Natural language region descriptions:

___

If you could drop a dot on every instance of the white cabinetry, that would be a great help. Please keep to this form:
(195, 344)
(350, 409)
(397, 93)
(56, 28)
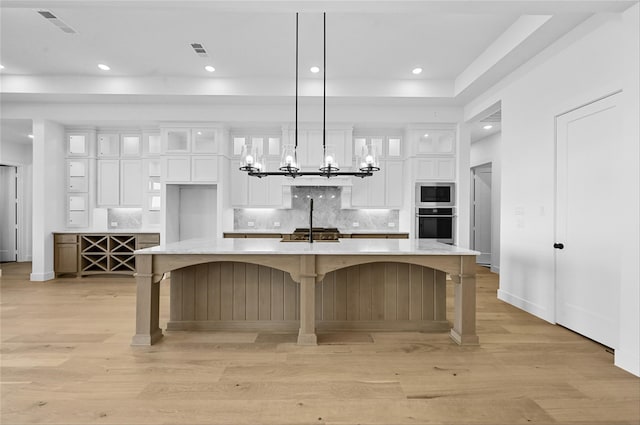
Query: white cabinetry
(108, 183)
(252, 191)
(119, 176)
(79, 149)
(131, 183)
(434, 153)
(310, 156)
(188, 154)
(384, 188)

___

> Task objective
Wherever an image appears, omit it; copy the rest of the records exactly.

> Solution to this exercise
If you could drop a dot on every instance of the white cabinetry, that would be a great help. Please keep to this form:
(195, 344)
(350, 409)
(397, 93)
(56, 28)
Query: white cabinetry
(108, 183)
(252, 191)
(119, 176)
(79, 149)
(131, 183)
(434, 153)
(310, 156)
(188, 154)
(384, 188)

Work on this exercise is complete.